In simple terms, an aphrometer is a manometer for measuring the pressure in champagne and sparkling wine bottles. When the aging process is completed, a disgorgement process removes the sediment and then an aphrometer is used to check the pressure in the bottle. Traditional cork and crown cap aphrometers make invasive measurements, typically in the 0 to 10 bar range, by removing or piercing the bottle’s wire-hood and the cork to check the pressure.
In contrast, more recently implemented optical technology using lasers allows non-contact measurements. For example, LPRO’s L.sensor.CO2 measures the total pressure and partial CO2 pressure inside sealed wine bottles and calculates dissolved CO2.
The technique takes advantage of the fact that certain molecules, when in the gaseous state, have a particular and unique frequency where they absorb light. This allows an optical method to measurement of the presence and quantity of a specific gas.
Using a tunable diode laser absorption spectroscopy (TDLAS) technique, a laser emits a beam at a specific frequency on one side of the bottle and a receiver measures the beam after it has passed through the headspace of the container. For aphrometers, patented technology gives the in-situ approach the ability to perform the measurement independent of the color or material of the bottle. The non-contact system easily allows testing of bottles stored over long periods of time.
The company also offers a second aphrometer model that measures the CO2 and the O2 enabling gas sensing to be used in other parts of the food and pharmacy industries.
TDLAS is also being used for dynamic measurements.

## Activity list
A. Reproduce word for word the part of the aphrometer passage starting at "In simple terms, an" and ending at "calculates dissolved CO2.".
B. For each statement below, say yes or no according to the aphrometer passage, and quote the words that decide it. (i) Traditional cork and crown cap aphrometers measure pressure without contact. (ii) The patented technology allows the measurement regardless of the bottle's color or material. (iii) The company's second aphrometer model measures both CO2 and O2.

## Recorded data
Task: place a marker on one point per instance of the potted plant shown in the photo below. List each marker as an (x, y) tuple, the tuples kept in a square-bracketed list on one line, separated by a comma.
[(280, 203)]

## Numbered answers
A.
In simple terms, an aphrometer is a manometer for measuring the pressure in champagne and sparkling wine bottles. When the aging process is completed, a disgorgement process removes the sediment and then an aphrometer is used to check the pressure in the bottle. Traditional cork and crown cap aphrometers make invasive measurements, typically in the 0 to 10 bar range, by removing or piercing the bottle’s wire-hood and the cork to check the pressure.
In contrast, more recently implemented optical technology using lasers allows non-contact measurements. For example, LPRO’s L.sensor.CO2 measures the total pressure and partial CO2 pressure inside sealed wine bottles and calculates dissolved CO2.

B.
(i) No: "Traditional cork and crown cap aphrometers make invasive measurements"
(ii) Yes: "the ability to perform the measurement independent of the color or material of the bottle"
(iii) Yes: "a second aphrometer model that measures the CO2 and the O2"